### DIRECTION 1
Count the lines in the entries that contain the string "segment", and reply with the number only.
— start QUOTED PASSAGE —
Census of the Blackfeet, Montana, 1897-1898
Jeff Bowen

It is believed that the Blackfeet people abandoned the Great Lakes region for the West more than 300 years ago, probably in reaction to the arrival of Europeans. Once on the Plains, they rid themselves of their woodland habits and adopted the nomadic lifestyle of their Plains counterparts. By the winter of 1882, however, faced with the disappearance of the buffalo, the Blackfeet were compelled to take up residence on an ever-shrinking government reservation. In 1895, for example, the Blackfeet sold what is today Glacier National Park to the U.S. government, which was acting on behalf of the mining industry.

The Blackfeet occupy four different reservations in North America: the Piegan Agency, the Blood Agency, and the Blackfoot Reservation, all in Montana; and the Canadian Blackfeet Agency in Alberta. (The Piegan, the Blackfeet, and the Bloods all speak an Algonquian dialect and, in the aggregate, are all confederated as "Blackfeet.") Browning, Montana, is the seat of the Blackfeet tribal government.
— end QUOTED PASSAGE —
— start EXERCISE MATERIALS —
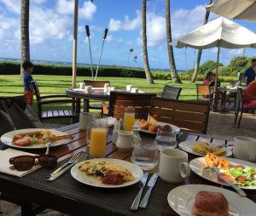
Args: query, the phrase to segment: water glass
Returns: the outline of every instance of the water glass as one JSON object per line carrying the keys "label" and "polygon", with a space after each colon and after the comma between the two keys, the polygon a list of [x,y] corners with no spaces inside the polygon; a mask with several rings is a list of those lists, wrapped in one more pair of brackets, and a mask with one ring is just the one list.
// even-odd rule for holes
{"label": "water glass", "polygon": [[125,108],[124,117],[124,129],[132,131],[132,127],[135,122],[135,109]]}
{"label": "water glass", "polygon": [[171,127],[160,127],[156,134],[155,142],[160,151],[174,149],[177,146],[176,134]]}
{"label": "water glass", "polygon": [[149,139],[135,141],[131,161],[143,170],[151,170],[158,164],[159,153],[156,143]]}
{"label": "water glass", "polygon": [[106,156],[107,134],[108,118],[96,117],[91,128],[87,130],[90,158],[100,158]]}

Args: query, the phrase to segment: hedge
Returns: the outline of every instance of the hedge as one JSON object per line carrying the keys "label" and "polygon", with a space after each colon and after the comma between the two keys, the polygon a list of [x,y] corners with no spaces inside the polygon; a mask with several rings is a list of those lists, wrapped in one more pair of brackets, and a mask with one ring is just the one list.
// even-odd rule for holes
{"label": "hedge", "polygon": [[[96,68],[93,68],[96,71]],[[14,75],[20,74],[20,64],[17,62],[0,62],[0,74]],[[71,75],[71,65],[36,65],[34,64],[33,74],[40,75]],[[90,77],[91,71],[90,66],[77,67],[77,76]],[[125,67],[102,66],[98,71],[99,77],[137,77],[145,78],[145,73],[143,70]]]}
{"label": "hedge", "polygon": [[[96,71],[96,67],[93,68]],[[0,62],[0,74],[1,75],[18,75],[20,74],[20,64],[17,62]],[[33,74],[40,75],[66,75],[72,74],[71,65],[34,65]],[[171,74],[160,71],[151,72],[152,77],[155,80],[171,80]],[[90,77],[91,71],[90,66],[79,65],[77,68],[77,76]],[[102,66],[99,67],[98,76],[112,77],[137,77],[146,78],[145,72],[142,69],[118,67],[118,66]],[[190,81],[191,74],[178,73],[181,80]],[[197,80],[203,81],[205,75],[198,75]],[[219,77],[220,82],[229,82],[236,81],[236,77]]]}

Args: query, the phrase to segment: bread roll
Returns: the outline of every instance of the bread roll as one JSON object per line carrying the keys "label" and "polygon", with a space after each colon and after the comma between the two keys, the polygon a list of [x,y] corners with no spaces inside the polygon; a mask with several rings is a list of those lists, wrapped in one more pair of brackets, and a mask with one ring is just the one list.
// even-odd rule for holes
{"label": "bread roll", "polygon": [[201,190],[195,196],[193,213],[201,216],[229,216],[229,202],[222,193]]}

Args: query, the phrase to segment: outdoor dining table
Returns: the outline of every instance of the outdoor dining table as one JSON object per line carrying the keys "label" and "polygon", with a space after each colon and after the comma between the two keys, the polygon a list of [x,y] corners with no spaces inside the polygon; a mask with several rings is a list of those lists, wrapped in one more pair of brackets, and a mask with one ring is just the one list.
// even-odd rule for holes
{"label": "outdoor dining table", "polygon": [[[69,160],[74,153],[89,151],[86,146],[86,133],[79,128],[78,123],[61,128],[60,130],[73,136],[72,142],[49,150],[51,155],[59,158],[60,165]],[[112,143],[111,134],[112,129],[109,128],[106,157],[130,161],[131,152],[118,151]],[[154,139],[153,135],[142,135],[147,136],[152,141]],[[184,140],[213,142],[230,148],[233,145],[232,140],[185,132],[177,142]],[[27,151],[44,153],[44,150]],[[195,156],[189,155],[189,161],[193,158]],[[166,183],[159,178],[147,208],[132,212],[130,207],[138,191],[137,185],[120,189],[96,188],[78,182],[73,179],[70,172],[66,172],[53,182],[48,182],[45,178],[52,171],[41,168],[22,178],[0,173],[0,191],[3,193],[0,198],[11,200],[9,197],[12,197],[21,201],[20,203],[22,204],[22,215],[33,215],[32,203],[36,203],[41,209],[48,207],[71,215],[177,215],[167,202],[167,194],[172,189],[184,184],[204,184],[220,187],[219,185],[203,179],[195,173],[191,173],[181,184]],[[154,172],[156,172],[155,169],[151,173]],[[256,202],[256,193],[253,190],[246,192],[249,199]]]}
{"label": "outdoor dining table", "polygon": [[[115,88],[114,91],[126,92],[125,88]],[[104,93],[104,88],[93,88],[91,93],[85,93],[84,89],[79,88],[66,88],[66,94],[71,98],[84,99],[84,111],[89,111],[90,100],[96,101],[109,101],[109,93]]]}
— end EXERCISE MATERIALS —
### DIRECTION 2
In the Blackfeet census passage, why were the Blackfeet compelled to take up residence on a government reservation by the winter of 1882?

### FULL ANSWER 1
4

### FULL ANSWER 2
They were faced with the disappearance of the buffalo, which compelled them to take up residence on an ever-shrinking government reservation.